Brief: Pull out every line of the entries that contains the string "instance". Matching is case-sensitive.

------------------------------------------------------------------------

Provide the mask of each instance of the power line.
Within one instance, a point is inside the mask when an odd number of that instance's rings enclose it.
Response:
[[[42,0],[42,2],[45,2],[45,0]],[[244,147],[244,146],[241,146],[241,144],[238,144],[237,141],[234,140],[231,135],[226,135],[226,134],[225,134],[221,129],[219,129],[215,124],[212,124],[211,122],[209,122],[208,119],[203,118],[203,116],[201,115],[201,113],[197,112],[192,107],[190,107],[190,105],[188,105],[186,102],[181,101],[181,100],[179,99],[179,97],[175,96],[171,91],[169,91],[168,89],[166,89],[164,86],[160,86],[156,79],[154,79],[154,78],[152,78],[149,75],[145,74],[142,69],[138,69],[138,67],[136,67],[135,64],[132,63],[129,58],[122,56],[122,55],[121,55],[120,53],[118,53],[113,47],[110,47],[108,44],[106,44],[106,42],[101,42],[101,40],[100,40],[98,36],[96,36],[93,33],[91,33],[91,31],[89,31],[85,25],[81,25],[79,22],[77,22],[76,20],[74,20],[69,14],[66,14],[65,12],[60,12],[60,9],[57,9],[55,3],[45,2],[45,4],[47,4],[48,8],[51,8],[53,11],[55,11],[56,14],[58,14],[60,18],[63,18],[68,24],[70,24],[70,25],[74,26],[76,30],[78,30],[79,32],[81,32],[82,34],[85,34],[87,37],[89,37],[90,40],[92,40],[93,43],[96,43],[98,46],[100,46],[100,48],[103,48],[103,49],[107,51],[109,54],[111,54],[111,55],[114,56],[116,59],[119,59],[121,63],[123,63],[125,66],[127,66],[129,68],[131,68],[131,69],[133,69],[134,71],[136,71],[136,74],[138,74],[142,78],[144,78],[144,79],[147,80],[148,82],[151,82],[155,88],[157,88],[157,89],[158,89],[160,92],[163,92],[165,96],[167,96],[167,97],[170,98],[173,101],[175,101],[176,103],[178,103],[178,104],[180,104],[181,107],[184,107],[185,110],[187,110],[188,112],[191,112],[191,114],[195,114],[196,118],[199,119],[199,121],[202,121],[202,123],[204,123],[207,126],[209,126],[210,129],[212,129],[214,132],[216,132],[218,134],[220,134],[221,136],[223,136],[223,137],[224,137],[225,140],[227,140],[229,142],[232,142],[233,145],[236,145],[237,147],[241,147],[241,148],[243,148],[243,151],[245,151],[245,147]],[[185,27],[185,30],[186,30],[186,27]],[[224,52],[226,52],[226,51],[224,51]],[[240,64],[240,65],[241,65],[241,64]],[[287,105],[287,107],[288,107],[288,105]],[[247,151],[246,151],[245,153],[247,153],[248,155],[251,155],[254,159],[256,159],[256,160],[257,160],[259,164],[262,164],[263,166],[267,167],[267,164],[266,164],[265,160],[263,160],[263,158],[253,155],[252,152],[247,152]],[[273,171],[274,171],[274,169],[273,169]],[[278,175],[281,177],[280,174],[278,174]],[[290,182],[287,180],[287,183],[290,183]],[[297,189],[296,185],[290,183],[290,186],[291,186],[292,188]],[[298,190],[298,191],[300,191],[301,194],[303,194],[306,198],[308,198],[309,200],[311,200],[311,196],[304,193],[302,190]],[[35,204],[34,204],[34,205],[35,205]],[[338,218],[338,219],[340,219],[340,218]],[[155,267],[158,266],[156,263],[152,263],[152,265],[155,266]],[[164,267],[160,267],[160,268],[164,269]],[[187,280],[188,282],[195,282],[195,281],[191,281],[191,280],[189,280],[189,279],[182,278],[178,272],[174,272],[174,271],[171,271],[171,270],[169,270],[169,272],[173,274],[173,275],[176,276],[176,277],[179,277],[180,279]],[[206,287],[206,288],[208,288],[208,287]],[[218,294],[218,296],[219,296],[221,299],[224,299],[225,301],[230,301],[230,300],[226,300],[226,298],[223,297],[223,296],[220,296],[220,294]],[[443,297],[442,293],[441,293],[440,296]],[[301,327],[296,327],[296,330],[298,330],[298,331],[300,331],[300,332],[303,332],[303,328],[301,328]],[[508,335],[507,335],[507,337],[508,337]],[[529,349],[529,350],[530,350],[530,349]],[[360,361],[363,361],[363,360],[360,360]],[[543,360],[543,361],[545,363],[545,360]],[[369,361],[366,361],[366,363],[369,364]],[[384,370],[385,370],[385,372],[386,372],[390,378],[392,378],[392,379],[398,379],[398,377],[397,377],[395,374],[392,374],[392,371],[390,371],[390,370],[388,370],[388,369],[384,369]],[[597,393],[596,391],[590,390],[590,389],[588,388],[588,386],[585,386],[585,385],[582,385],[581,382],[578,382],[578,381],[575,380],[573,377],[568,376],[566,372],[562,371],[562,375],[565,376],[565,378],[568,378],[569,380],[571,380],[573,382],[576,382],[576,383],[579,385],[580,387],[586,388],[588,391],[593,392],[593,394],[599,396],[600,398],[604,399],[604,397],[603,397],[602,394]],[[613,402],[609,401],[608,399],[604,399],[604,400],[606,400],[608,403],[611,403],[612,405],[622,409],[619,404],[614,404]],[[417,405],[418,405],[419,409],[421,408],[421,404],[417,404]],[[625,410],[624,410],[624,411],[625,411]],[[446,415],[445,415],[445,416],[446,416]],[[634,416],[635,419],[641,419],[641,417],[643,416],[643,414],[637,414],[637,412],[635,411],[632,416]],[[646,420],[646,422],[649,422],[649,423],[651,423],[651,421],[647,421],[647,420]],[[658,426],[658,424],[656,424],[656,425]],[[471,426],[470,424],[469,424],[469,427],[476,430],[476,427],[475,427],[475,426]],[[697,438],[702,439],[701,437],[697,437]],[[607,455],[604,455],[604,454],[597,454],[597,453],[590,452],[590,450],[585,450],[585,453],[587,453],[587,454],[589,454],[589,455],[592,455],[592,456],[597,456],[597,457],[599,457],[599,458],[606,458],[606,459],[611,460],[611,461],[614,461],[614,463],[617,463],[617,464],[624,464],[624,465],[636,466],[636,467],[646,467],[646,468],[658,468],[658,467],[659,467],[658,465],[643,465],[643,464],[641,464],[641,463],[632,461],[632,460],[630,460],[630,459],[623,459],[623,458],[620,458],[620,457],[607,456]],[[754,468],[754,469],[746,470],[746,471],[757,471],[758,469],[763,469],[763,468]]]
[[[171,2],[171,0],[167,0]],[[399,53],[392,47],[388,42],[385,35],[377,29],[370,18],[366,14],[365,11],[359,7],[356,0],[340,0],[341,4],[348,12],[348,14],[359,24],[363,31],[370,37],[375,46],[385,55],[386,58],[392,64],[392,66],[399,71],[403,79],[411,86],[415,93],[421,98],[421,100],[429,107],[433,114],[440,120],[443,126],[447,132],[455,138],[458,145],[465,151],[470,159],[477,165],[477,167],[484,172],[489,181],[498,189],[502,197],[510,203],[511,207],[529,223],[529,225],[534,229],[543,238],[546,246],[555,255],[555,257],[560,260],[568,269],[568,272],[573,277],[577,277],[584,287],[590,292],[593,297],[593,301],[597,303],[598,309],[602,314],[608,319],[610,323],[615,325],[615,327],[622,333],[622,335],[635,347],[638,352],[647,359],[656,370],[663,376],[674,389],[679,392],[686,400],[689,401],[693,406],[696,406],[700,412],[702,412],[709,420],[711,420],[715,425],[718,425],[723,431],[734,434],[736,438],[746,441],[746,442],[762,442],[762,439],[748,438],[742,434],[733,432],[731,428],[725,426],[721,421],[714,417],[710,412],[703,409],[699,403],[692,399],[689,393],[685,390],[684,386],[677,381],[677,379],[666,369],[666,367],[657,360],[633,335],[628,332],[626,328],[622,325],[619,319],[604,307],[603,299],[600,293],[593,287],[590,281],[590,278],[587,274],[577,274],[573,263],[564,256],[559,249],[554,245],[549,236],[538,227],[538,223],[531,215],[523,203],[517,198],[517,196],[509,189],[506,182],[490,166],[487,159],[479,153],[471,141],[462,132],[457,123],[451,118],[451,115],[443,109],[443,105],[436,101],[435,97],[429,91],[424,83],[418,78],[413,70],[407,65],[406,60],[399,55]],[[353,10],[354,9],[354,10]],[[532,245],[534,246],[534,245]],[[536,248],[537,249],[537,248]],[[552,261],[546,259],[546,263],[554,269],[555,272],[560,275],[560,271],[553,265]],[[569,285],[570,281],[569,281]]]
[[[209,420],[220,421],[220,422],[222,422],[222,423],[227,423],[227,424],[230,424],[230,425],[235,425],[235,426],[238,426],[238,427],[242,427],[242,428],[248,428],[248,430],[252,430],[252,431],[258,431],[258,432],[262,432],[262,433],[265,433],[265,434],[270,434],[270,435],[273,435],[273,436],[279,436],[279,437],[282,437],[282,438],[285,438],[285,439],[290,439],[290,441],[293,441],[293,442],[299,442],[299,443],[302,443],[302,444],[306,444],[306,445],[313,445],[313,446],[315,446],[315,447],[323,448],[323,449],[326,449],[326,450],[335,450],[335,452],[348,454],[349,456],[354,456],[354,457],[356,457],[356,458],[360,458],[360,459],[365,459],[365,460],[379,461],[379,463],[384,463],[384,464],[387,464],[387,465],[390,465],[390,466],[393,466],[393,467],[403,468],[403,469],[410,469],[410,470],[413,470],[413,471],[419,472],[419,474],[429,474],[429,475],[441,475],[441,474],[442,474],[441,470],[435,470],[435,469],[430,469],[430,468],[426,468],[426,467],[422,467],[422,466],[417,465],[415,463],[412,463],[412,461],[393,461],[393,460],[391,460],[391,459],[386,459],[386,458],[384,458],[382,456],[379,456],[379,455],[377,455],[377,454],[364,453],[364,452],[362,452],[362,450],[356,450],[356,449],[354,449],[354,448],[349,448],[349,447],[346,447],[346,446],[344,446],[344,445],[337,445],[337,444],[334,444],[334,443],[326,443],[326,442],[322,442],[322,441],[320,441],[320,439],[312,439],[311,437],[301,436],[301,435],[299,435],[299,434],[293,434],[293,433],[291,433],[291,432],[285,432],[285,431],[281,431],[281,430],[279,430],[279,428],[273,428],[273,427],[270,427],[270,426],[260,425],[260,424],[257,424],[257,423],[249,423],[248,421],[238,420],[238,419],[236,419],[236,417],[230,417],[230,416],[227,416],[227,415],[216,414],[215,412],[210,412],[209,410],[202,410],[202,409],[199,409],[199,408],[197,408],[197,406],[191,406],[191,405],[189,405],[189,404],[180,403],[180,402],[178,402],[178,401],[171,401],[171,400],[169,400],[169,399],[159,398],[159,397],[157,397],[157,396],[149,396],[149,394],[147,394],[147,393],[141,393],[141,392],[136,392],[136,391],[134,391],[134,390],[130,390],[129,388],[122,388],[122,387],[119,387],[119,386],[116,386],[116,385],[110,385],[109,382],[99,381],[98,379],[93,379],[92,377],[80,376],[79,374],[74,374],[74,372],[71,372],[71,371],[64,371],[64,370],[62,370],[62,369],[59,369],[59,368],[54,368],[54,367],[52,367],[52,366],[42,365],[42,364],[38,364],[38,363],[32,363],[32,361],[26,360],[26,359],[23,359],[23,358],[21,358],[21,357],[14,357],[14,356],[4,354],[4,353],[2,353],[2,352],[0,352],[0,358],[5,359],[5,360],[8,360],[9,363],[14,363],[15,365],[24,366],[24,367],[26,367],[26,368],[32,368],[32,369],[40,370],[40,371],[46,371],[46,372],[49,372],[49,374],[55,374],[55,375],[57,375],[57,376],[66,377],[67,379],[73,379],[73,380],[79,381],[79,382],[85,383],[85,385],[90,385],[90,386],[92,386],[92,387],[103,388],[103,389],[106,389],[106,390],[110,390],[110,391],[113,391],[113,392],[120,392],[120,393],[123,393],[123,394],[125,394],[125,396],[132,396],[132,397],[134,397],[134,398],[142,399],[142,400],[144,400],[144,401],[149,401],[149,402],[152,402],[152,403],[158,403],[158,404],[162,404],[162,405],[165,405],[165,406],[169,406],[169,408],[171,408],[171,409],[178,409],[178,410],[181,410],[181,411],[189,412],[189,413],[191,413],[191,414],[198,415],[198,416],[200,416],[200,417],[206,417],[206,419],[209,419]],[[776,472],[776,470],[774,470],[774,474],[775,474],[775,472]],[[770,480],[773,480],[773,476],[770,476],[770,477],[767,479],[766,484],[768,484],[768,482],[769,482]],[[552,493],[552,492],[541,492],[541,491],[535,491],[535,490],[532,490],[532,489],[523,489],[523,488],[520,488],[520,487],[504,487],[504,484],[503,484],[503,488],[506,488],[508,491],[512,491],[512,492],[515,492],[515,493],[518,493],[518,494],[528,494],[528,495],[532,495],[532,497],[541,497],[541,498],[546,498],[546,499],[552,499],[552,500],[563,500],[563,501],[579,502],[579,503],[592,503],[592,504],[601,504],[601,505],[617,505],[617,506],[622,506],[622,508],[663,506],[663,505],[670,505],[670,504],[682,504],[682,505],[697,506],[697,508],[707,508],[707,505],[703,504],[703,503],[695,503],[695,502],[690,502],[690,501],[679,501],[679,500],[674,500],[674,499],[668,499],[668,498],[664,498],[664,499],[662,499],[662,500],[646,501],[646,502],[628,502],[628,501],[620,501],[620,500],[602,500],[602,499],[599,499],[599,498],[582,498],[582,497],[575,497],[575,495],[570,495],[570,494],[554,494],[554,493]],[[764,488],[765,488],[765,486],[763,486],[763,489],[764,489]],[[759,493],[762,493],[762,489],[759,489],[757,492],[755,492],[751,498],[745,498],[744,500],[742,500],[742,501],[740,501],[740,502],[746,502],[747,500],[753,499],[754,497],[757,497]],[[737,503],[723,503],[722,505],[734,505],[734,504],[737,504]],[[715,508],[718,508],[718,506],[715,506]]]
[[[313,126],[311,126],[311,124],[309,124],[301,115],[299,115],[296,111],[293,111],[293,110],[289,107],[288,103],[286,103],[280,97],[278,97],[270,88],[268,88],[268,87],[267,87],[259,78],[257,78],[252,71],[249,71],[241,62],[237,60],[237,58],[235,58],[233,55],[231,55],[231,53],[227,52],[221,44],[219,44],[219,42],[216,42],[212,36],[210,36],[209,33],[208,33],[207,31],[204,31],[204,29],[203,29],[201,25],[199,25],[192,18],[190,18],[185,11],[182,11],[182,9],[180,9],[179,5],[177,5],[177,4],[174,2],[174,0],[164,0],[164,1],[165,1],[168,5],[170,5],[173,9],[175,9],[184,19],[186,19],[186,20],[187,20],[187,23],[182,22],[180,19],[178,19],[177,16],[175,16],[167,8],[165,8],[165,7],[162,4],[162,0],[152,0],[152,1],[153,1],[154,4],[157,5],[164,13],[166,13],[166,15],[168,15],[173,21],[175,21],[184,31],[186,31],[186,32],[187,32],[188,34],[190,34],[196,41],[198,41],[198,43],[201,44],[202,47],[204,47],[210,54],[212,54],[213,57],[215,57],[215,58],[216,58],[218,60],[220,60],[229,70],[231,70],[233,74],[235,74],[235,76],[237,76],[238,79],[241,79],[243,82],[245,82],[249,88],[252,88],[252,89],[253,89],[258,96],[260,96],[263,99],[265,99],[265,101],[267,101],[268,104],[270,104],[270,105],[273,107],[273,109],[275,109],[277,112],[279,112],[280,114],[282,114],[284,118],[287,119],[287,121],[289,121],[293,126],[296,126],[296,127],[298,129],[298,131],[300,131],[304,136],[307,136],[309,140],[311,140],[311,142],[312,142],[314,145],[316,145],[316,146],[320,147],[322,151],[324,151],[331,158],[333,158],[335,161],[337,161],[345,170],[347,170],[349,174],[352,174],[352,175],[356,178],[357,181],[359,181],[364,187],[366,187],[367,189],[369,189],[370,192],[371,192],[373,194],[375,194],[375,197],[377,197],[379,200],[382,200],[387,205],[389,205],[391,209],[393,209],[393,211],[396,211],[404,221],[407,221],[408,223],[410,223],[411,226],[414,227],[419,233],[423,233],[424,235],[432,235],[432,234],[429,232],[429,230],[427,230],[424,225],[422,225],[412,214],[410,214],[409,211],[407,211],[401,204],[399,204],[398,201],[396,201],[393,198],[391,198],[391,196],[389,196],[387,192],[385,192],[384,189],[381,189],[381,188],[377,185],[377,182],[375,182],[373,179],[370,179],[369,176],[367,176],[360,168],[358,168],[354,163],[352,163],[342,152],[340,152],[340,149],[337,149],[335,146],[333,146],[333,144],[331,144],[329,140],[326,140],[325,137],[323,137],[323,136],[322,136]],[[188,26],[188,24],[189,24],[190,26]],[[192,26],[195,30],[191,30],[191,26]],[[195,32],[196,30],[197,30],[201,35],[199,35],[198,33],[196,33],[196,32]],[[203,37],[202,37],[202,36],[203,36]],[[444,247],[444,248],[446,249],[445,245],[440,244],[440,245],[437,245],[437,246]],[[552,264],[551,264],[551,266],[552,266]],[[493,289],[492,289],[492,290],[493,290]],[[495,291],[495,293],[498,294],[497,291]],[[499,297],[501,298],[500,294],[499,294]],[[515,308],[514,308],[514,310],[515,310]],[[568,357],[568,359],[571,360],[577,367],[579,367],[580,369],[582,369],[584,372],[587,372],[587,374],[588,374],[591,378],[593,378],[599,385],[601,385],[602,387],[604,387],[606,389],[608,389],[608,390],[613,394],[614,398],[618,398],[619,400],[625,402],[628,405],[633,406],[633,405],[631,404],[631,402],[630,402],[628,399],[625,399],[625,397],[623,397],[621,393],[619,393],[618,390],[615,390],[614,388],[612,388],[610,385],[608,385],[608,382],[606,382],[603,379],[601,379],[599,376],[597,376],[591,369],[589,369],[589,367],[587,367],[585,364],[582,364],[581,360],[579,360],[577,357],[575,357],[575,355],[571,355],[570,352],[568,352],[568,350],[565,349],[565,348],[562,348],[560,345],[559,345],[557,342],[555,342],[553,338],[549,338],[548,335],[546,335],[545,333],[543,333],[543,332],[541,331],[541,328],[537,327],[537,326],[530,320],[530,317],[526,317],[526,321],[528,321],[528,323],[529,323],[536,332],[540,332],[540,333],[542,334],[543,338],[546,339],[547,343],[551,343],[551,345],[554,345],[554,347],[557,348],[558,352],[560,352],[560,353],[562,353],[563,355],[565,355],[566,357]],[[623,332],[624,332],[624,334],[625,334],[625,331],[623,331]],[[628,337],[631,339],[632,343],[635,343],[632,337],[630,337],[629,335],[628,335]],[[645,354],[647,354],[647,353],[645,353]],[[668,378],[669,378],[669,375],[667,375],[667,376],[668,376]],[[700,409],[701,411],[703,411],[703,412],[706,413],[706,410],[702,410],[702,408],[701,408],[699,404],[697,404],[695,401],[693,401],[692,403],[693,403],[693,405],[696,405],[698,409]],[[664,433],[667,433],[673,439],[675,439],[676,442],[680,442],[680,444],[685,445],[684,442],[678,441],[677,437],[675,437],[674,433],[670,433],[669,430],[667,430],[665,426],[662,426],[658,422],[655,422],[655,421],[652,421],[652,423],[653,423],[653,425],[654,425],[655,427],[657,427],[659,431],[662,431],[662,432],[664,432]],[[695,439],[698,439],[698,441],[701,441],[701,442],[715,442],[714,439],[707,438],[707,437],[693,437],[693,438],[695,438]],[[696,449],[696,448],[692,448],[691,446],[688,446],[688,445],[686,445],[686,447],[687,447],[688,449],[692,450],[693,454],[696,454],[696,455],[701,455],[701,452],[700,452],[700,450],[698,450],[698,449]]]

------------------------------------------------------------------------

The response:
Provide the mask of each instance of the power line.
Within one instance, a point is inside the mask when an odd number of that instance's rings enclose it.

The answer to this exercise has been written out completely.